# Windshield replacements and inspection stickers



## Plaz (Dec 19, 2001)

So, now that I'm back in the land of obtrusive inspection stickers, and now that I have another long and growing windshield crack, I have to ask the question...

If I get my windshield replaced, what's the deal with the inspection sticker? Do I have to go get a new inspection? Or can I just get a replacement sticker from the garage where I passed inspection before?

Anyone know?


----------



## zcasavant (Jun 26, 2002)

In massachusetts, the windshield replacement people will remove the sticker from the old windshield and stick it on the new one. I don't know how they do it though.


----------



## ·clyde· (Dec 26, 2001)

I don't know, but I felt compelled to post in this thread.

:thumbup:


----------



## ·clyde· (Dec 26, 2001)

zcasavant said:


> In massachusetts, the windshield replacement people will remove the sticker from the old windshield and stick it on the new one. I don't know how they do it though.


 Smoke and mirrors. And bubble gum.


----------



## Plaz (Dec 19, 2001)

·clyde· said:


> I don't know, but I felt compelled to post in this thread.
> 
> :thumbup:


:rofl:

I can't wait for you to rub my nose in the first blizzard. :rofl:


----------



## Plaz (Dec 19, 2001)

zcasavant said:


> In massachusetts, the windshield replacement people will remove the sticker from the old windshield and stick it on the new one. I don't know how they do it though.


Interesting. Thanks.


----------



## ·clyde· (Dec 26, 2001)

Plaz said:


> :rofl:
> 
> I can't wait for you to rub my nose in the first blizzard. :rofl:


WIth my luck it's going to happen on New Year's Eve anyway, so...


----------



## TeamM3 (Dec 24, 2002)

zcasavant said:


> In massachusetts, the windshield replacement people will remove the sticker from the old windshield and stick it on the new one. I don't know how they do it though.


true everywhere, but you have to tell them you want the stickers saved before they begin work otherwise you are hosed


----------



## Terry Kennedy (Sep 21, 2002)

Plaz said:


> So, now that I'm back in the land of obtrusive inspection stickers, and now that I have another long and growing windshield crack, I have to ask the question...
> 
> If I get my windshield replaced, what's the deal with the inspection sticker? Do I have to go get a new inspection? Or can I just get a replacement sticker from the garage where I passed inspection before?


For NJ, just have the installer save the old sticker and then drive (with the old sticker) to a DMV inspection station (not a private inspection facility). Don't get in the inspection line, just pull up to the office and tell them you need a new sticker due to windshield replacement. You'll need your license / registration / insurance documents.

Note: If you have a NJ "new car dealer" sticker, things get more difficult.


----------



## Plaz (Dec 19, 2001)

Terry Kennedy said:


> For NJ, just have the installer save the old sticker and then drive (with the old sticker) to a DMV inspection station (not a private inspection facility). Don't get in the inspection line, just pull up to the office and tell them you need a new sticker due to windshield replacement. You'll need your license / registration / insurance documents.
> 
> Note: If you have a NJ "new car dealer" sticker, things get more difficult.


Perfect!

Thanks, Terry.


----------

_DATASET EXCERPTS_.
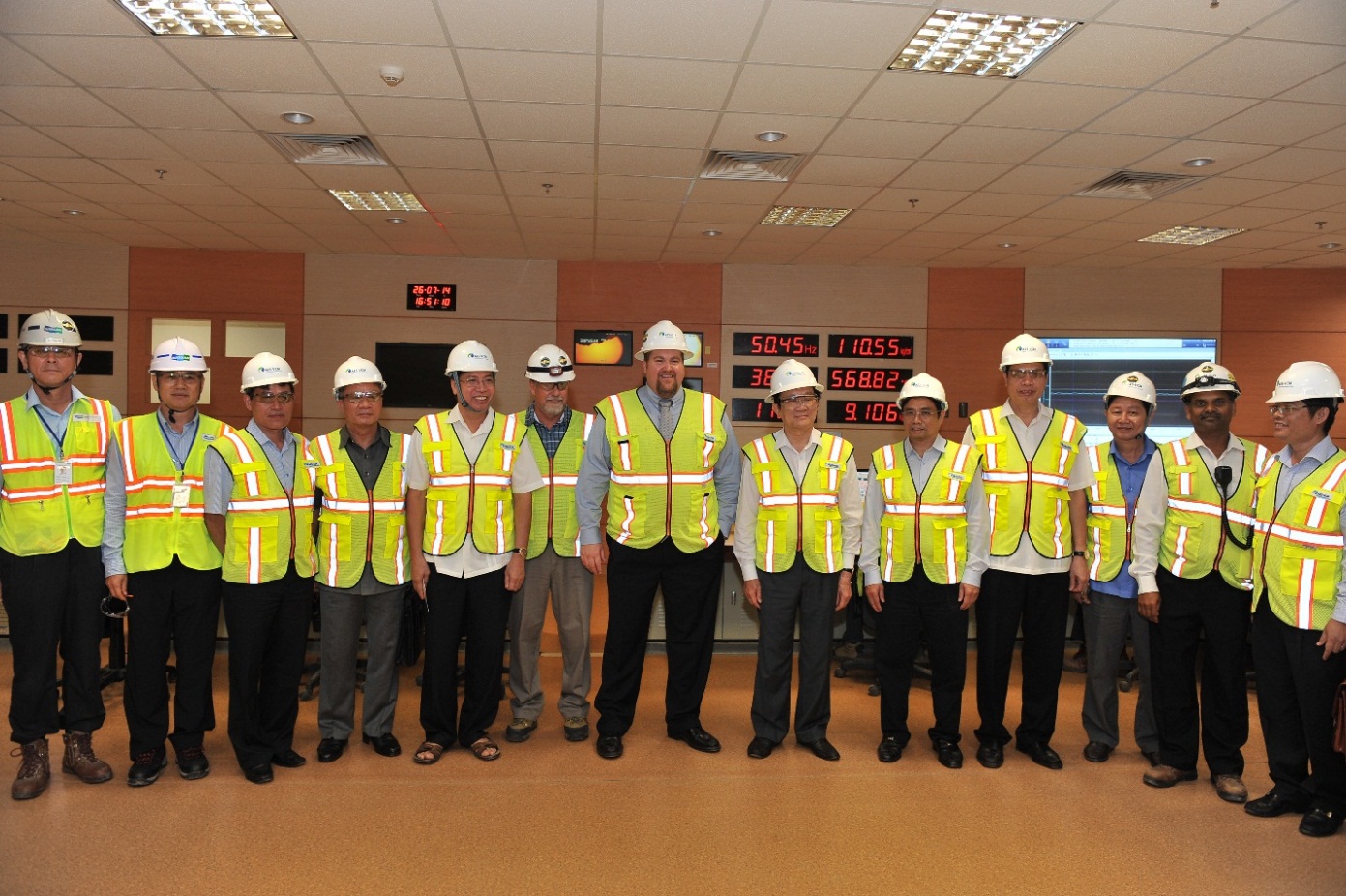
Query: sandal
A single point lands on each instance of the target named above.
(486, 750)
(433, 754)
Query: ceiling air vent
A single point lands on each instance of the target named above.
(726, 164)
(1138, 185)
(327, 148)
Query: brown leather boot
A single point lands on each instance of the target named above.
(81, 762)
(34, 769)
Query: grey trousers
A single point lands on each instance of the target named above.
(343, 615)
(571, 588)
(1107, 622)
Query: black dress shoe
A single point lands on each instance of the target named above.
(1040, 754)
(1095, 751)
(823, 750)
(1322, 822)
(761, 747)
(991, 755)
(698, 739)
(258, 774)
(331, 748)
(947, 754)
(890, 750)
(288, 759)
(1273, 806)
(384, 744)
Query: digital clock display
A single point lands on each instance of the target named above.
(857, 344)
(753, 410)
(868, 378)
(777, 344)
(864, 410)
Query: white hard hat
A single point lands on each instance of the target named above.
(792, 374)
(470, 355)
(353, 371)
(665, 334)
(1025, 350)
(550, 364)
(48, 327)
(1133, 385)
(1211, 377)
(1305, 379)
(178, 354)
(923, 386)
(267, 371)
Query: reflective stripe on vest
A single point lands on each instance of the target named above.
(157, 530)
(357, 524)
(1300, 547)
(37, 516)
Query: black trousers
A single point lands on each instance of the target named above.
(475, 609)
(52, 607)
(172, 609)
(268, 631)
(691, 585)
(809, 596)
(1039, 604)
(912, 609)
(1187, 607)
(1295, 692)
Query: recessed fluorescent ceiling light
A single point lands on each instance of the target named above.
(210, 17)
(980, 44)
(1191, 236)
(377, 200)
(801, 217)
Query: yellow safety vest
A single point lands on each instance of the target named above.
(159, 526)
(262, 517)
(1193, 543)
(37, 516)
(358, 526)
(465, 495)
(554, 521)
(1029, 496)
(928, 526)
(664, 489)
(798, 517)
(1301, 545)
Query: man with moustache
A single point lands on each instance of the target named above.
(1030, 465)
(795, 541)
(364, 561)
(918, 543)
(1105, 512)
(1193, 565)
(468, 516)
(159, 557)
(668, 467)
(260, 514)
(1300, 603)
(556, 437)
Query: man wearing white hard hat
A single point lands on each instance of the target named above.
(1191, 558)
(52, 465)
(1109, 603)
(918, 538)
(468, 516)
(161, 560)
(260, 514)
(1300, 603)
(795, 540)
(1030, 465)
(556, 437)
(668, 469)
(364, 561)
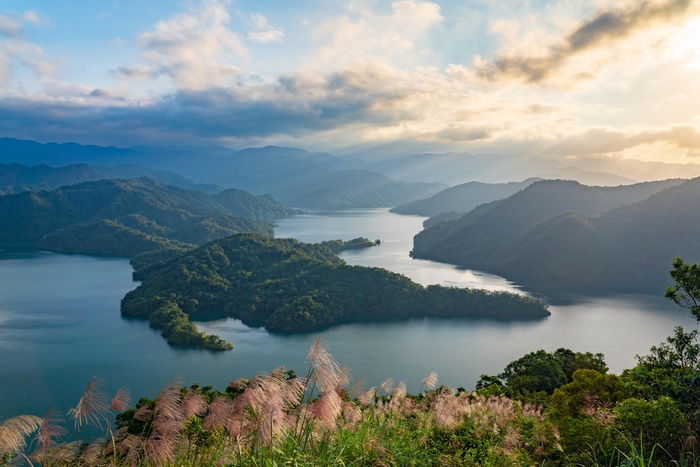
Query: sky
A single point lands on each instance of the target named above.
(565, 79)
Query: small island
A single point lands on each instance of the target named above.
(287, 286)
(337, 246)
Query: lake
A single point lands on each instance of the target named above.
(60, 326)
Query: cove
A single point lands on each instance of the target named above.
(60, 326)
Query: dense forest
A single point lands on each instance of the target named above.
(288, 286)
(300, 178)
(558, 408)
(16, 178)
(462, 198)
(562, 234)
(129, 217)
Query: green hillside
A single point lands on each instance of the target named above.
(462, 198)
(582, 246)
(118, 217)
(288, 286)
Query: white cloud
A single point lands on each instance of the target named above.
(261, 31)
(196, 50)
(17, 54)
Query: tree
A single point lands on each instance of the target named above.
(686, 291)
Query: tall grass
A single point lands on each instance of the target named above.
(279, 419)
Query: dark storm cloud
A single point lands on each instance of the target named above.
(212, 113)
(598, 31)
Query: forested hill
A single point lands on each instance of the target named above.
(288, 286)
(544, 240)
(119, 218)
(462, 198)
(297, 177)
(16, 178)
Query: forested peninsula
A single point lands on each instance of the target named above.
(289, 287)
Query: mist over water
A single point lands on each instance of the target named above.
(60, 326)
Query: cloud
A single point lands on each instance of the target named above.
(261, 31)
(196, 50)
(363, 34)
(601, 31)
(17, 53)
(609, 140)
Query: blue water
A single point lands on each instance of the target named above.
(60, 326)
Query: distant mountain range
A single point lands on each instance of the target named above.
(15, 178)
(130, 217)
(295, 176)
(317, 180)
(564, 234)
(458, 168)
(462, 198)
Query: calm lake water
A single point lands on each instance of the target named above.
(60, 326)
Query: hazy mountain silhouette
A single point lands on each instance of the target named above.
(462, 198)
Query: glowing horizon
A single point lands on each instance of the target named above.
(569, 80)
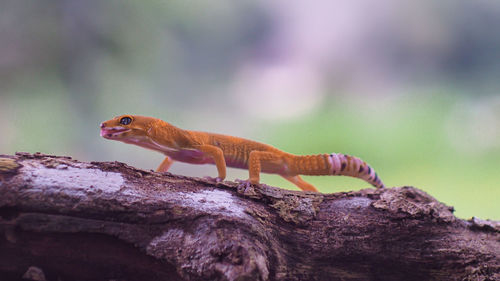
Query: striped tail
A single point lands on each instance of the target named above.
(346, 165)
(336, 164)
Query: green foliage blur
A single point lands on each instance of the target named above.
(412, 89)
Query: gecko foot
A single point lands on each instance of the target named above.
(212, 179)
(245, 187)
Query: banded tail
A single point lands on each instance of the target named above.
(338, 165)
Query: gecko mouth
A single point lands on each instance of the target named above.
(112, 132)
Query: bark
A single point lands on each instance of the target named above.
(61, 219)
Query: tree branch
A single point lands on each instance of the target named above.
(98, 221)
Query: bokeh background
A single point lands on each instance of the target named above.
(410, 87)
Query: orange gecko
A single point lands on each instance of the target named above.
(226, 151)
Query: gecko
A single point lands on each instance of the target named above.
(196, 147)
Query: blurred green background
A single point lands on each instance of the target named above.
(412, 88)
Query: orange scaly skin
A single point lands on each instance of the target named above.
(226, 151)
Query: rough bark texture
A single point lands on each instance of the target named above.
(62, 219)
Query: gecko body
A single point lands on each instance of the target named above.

_WHAT IS REQUIRED_. Reproduce the passage from the windshield sticker thread between "# Windshield replacements" and "Anyone know?", inclusive.

_SOLUTION TO THE EXERCISE_.
# Windshield replacements and inspection stickers



## Plaz (Dec 19, 2001)

So, now that I'm back in the land of obtrusive inspection stickers, and now that I have another long and growing windshield crack, I have to ask the question...

If I get my windshield replaced, what's the deal with the inspection sticker? Do I have to go get a new inspection? Or can I just get a replacement sticker from the garage where I passed inspection before?

Anyone know?